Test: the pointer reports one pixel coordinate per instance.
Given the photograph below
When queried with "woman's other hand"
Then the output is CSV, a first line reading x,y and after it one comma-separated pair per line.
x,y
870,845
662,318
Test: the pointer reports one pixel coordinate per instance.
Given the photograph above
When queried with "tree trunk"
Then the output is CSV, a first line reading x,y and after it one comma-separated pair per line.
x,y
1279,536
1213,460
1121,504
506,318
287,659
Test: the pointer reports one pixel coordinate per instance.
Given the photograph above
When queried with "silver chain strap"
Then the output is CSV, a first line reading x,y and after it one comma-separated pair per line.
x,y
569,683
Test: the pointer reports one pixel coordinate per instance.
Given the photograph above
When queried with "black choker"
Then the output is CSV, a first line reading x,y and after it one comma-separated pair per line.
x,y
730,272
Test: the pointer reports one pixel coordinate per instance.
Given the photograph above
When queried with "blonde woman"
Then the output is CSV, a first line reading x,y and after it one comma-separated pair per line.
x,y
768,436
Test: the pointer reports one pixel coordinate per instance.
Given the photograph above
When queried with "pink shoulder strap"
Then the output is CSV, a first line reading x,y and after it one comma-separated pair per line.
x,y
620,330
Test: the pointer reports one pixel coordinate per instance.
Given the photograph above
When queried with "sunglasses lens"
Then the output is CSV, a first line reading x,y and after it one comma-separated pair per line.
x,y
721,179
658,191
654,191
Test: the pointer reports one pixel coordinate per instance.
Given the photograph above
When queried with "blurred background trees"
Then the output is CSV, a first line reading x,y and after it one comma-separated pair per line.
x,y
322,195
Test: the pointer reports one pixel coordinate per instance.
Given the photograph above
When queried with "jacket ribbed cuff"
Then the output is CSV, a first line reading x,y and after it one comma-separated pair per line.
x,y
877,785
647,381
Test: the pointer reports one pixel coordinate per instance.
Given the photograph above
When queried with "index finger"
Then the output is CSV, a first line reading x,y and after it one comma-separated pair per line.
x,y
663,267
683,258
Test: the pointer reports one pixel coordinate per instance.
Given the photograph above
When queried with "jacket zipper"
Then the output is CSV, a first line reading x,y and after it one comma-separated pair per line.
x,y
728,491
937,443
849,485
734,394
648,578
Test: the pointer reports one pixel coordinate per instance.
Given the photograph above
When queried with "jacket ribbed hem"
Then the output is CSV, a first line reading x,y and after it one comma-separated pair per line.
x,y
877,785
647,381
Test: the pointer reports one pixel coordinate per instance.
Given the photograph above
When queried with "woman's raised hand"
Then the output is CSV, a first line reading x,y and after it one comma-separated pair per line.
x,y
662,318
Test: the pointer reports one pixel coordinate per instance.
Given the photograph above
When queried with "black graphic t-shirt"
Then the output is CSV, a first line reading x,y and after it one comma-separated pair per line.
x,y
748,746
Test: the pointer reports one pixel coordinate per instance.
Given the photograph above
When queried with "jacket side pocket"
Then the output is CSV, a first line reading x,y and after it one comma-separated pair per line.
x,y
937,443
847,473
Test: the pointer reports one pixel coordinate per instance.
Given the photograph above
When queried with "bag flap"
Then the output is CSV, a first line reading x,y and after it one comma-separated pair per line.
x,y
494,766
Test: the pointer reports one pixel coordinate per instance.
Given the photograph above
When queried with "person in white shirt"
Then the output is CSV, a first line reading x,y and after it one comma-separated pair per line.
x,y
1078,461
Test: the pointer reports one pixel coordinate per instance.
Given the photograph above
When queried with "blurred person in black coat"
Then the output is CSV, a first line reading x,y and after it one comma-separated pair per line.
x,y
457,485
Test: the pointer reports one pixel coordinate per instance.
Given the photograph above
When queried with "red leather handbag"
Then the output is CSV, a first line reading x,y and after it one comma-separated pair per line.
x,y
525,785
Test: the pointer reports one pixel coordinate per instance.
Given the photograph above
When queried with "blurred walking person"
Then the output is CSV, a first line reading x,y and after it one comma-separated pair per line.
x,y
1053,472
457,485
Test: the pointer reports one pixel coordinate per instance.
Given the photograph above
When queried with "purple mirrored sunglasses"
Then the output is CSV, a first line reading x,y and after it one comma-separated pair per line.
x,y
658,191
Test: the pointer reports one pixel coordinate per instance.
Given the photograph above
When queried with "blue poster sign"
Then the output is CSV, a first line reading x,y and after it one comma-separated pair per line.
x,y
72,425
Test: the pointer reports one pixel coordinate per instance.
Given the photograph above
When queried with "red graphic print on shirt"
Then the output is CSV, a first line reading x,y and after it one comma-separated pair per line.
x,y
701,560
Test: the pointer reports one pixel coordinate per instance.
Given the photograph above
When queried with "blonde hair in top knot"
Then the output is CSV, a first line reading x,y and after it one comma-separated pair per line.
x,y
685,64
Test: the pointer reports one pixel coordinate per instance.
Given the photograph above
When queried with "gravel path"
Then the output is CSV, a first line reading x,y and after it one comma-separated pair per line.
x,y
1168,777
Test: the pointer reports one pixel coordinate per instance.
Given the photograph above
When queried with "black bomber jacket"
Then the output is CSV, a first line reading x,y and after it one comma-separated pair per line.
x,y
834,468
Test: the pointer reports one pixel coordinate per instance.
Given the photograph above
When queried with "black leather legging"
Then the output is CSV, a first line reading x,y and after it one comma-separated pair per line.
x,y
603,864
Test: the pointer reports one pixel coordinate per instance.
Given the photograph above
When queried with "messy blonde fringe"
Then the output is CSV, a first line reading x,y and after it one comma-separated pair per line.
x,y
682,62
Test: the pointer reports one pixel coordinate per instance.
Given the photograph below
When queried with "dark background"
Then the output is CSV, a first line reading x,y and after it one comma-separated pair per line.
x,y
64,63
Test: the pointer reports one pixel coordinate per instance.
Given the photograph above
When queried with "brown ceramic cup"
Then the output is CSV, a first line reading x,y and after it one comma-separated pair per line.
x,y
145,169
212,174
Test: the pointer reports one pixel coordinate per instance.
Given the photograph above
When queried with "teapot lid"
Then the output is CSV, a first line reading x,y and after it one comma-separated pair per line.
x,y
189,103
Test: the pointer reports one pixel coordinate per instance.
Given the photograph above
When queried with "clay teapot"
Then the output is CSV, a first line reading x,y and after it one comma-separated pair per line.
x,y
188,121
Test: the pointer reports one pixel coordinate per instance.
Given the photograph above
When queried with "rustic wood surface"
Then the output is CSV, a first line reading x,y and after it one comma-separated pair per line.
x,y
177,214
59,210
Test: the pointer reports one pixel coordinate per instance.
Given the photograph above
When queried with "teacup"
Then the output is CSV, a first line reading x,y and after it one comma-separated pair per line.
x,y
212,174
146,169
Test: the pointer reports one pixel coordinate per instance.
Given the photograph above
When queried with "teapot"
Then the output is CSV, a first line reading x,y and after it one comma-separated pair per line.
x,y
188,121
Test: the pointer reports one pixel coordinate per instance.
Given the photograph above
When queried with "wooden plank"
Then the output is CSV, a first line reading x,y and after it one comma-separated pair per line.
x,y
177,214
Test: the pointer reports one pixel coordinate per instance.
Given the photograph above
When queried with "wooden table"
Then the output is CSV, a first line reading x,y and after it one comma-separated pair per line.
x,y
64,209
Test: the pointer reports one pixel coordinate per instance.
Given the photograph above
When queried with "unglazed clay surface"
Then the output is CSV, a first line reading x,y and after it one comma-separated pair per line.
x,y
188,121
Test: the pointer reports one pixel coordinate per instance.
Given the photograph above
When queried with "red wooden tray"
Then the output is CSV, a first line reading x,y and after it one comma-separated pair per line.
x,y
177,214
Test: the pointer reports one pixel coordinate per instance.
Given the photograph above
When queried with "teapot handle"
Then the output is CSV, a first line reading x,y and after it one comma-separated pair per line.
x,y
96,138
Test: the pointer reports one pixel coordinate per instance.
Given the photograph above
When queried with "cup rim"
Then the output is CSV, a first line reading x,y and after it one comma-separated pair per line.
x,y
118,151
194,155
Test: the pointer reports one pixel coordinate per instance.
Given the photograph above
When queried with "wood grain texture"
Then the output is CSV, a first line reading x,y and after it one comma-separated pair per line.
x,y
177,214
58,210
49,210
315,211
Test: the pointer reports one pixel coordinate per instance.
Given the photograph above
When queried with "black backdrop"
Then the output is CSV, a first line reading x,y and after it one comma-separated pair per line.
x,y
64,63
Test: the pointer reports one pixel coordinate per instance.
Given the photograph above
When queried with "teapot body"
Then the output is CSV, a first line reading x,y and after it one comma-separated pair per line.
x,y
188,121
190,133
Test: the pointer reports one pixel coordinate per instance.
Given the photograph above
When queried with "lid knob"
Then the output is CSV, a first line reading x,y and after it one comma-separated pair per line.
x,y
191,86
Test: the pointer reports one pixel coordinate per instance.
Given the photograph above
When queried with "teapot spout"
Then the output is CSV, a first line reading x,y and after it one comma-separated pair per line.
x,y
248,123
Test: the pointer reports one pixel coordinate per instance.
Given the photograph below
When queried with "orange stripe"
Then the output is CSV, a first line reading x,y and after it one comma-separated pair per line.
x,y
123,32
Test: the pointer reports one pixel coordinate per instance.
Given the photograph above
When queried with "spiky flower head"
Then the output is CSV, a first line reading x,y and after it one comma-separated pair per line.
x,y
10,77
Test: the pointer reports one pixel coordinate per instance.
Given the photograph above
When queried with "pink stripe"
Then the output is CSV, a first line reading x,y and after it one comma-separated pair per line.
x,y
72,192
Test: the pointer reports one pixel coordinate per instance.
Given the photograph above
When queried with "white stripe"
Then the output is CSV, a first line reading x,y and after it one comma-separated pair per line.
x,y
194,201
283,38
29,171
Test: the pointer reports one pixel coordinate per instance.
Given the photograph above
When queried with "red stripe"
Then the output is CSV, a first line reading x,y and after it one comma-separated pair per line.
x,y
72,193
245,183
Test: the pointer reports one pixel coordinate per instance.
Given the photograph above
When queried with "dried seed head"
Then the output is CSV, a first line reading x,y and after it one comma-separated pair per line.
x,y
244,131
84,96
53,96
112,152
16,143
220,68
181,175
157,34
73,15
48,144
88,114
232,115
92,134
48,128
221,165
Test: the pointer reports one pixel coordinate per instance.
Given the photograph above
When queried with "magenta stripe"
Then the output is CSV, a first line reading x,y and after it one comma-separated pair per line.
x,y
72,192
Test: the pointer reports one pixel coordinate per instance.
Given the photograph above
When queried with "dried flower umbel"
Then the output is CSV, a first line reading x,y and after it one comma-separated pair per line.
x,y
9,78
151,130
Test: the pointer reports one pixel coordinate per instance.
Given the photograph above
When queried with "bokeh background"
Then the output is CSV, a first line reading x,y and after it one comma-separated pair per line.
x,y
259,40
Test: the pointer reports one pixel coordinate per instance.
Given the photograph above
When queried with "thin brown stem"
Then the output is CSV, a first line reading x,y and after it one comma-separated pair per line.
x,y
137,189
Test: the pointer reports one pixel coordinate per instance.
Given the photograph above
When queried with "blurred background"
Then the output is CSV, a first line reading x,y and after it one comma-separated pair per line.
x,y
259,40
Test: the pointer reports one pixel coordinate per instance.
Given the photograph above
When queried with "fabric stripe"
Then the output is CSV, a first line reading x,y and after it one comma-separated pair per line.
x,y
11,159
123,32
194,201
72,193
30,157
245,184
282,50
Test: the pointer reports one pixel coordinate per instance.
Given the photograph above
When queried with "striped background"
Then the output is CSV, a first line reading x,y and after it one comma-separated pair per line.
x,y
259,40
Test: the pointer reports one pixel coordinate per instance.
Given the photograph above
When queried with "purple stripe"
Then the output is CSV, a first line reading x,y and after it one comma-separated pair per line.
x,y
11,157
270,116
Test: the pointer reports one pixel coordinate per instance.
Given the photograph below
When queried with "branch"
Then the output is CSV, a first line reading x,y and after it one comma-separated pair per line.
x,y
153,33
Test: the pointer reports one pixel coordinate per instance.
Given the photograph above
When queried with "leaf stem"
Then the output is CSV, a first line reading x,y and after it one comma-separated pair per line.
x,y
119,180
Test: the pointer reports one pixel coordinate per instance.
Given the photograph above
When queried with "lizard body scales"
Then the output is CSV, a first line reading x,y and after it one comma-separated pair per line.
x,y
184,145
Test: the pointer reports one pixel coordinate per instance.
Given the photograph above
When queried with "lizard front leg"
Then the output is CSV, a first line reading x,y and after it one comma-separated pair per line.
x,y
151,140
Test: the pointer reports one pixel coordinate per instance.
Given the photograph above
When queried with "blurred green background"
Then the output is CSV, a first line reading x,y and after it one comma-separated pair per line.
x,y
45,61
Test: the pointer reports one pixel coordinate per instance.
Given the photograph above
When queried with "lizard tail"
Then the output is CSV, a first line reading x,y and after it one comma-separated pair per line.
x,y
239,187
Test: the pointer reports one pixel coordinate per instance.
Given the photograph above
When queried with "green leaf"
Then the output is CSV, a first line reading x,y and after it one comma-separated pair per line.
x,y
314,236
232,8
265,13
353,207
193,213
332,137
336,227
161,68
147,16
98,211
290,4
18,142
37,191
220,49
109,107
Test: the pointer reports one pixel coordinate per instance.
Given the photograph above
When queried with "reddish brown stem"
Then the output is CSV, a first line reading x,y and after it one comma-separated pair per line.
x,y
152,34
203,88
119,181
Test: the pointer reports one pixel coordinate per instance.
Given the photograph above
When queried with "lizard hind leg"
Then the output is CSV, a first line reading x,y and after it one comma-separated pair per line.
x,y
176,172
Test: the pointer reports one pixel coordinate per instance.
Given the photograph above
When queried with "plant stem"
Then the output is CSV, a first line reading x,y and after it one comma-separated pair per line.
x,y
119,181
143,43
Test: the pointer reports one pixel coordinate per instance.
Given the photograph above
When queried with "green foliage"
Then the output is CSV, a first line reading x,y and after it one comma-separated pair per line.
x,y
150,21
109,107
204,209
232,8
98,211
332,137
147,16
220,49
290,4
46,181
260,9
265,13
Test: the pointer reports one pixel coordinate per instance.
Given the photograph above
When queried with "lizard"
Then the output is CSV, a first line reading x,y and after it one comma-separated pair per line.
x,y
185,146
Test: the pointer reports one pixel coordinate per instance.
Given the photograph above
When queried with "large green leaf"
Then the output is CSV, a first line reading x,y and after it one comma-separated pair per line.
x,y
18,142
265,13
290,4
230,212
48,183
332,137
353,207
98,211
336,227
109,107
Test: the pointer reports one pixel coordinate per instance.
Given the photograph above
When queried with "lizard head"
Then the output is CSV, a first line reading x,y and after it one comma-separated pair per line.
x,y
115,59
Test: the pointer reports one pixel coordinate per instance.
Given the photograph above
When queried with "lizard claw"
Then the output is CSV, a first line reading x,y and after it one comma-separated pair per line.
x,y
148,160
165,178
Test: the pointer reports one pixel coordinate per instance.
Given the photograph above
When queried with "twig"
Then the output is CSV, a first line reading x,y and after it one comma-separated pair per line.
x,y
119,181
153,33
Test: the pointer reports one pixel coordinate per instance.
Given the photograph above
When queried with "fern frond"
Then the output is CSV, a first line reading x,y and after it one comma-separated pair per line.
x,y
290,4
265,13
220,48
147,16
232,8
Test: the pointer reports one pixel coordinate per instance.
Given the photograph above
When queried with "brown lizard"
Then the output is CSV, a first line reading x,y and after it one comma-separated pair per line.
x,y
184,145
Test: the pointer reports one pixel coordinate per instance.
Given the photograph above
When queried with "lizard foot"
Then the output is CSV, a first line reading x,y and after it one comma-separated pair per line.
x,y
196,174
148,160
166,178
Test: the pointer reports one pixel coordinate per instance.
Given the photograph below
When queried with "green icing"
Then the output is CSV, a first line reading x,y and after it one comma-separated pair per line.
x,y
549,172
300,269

━━━━━━━━━━━━━━━━

_Goal_
Identify every line in the items above that contains the word "purple", and copy each of those lines in full.

_Task result_
When queried with "purple mirrored sunglasses"
When queried with "purple stripe"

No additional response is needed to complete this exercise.